**EXCERPT TO READ**.
* Begin *

With Justification

Ben Witherington on the Bible and Culture: With Justification

(An excellent review of N. T. Wright's Justification: God's Plan & Paul's Vision.)

It is never an easy thing to write a rebuttal book if you are genuinely a Christian person.  You keep hoping that people will stop misunderstanding what you have said and written, will think better of ad hominem attacks, and you keep trying the 'turn the other cheek' approach, at least until people think you're being cheeky by not responding to their criticisms.  But finally when there is persistent, and seemingly willful, misinterpretation of what you have said, it becomes the lesser of several undesirable things to respond and clarify your views, with the hope that finally the light will dawn on those who have misread you.  To judge from some of the early reviews on Amazon one would have to say "Abandon Hope".

* End *

**RECORD SET**.

* Begin *

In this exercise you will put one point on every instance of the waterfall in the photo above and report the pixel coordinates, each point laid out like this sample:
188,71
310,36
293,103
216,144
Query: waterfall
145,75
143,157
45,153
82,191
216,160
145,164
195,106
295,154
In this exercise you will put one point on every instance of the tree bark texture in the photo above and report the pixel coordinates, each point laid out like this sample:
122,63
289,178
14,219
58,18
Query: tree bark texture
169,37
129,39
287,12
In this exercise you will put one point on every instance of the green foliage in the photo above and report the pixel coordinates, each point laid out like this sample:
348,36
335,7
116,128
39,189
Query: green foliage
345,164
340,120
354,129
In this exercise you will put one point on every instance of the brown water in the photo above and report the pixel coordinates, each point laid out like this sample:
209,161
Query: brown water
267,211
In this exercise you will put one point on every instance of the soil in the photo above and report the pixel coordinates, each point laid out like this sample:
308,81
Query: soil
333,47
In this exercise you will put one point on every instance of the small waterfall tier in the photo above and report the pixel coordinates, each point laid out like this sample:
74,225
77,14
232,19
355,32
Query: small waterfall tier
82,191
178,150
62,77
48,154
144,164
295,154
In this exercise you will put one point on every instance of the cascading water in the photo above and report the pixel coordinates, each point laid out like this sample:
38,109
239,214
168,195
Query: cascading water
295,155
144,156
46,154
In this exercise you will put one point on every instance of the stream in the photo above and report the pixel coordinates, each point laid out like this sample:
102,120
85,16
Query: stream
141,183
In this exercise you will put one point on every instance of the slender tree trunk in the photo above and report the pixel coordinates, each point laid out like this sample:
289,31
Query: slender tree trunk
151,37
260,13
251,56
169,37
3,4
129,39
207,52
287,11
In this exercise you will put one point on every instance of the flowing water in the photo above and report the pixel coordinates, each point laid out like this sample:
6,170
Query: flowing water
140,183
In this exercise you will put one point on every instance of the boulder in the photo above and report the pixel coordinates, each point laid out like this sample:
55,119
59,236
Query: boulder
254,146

* End *
* Begin *

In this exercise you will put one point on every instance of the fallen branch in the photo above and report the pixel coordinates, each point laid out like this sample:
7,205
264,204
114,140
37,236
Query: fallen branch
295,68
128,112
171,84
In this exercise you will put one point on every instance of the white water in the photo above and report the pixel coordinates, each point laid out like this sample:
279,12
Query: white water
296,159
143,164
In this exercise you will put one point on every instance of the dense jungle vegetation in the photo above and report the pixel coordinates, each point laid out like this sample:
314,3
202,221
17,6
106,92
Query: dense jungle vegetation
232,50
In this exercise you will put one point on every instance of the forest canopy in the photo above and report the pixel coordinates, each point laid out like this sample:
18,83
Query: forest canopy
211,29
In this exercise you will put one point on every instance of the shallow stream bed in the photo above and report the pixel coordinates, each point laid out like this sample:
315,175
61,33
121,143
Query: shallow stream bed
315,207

* End *

**EXERCISE TASKS**.
1: Translate this sentence from the With Justification text into Spanish: "It is never an easy thing to write a rebuttal book if you are genuinely a Christian person."
2: According to the With Justification text, which book is being reviewed?

**ANSWERS FOR THE EXERCISE**.
1: Nunca es fácil escribir un libro de réplica si uno es verdaderamente una persona cristiana.

2: N. T. Wright's Justification: God's Plan & Paul's Vision.